## [Exercise goal]
Rewrite every line of the data below in full, starting at the line containing "In the photo above, where can the boy" and ending at the last line of the data. Add 41 to each coordinate in the answer points.

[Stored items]

______________________________

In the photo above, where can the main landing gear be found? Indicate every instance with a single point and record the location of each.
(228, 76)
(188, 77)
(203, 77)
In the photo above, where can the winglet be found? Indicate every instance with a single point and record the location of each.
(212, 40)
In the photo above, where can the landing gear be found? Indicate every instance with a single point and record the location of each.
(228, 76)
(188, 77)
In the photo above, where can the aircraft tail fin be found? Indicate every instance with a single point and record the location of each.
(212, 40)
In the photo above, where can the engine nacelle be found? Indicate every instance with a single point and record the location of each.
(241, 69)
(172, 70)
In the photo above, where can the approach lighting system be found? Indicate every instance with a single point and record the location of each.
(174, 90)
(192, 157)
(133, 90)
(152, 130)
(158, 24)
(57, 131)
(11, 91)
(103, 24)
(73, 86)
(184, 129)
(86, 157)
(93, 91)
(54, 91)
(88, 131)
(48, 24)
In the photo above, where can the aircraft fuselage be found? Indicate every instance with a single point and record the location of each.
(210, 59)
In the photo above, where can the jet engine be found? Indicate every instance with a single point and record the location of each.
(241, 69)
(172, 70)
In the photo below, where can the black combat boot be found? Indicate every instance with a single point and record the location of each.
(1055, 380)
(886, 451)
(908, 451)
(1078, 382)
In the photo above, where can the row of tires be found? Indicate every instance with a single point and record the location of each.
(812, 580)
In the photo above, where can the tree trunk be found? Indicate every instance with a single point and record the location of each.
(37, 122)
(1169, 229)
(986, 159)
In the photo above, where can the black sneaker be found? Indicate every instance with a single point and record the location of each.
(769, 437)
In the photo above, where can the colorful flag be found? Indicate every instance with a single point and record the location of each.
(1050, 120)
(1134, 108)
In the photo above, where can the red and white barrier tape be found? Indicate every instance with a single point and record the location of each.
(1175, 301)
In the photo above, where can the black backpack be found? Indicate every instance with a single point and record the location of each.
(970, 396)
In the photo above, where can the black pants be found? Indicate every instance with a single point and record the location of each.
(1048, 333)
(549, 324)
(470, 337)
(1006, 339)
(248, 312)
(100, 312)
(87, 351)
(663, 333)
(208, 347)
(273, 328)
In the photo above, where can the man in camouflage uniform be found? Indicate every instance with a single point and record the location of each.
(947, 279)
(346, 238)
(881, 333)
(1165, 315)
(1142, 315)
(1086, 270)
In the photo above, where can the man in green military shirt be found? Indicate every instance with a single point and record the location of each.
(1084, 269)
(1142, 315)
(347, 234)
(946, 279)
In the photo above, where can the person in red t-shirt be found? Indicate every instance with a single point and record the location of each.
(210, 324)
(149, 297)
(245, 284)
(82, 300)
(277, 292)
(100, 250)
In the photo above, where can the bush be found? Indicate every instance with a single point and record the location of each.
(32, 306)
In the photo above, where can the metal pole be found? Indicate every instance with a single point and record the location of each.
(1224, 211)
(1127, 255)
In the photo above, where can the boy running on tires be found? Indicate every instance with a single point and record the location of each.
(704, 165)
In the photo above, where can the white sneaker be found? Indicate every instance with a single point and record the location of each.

______________________________

## [Task output]
In the photo above, where can the boy running on tires be found? Indicate every instance with a single point and record the location of each.
(745, 206)
In the photo above, where can the white sneaker be found? Indicate every instance with a single point and record the location of each.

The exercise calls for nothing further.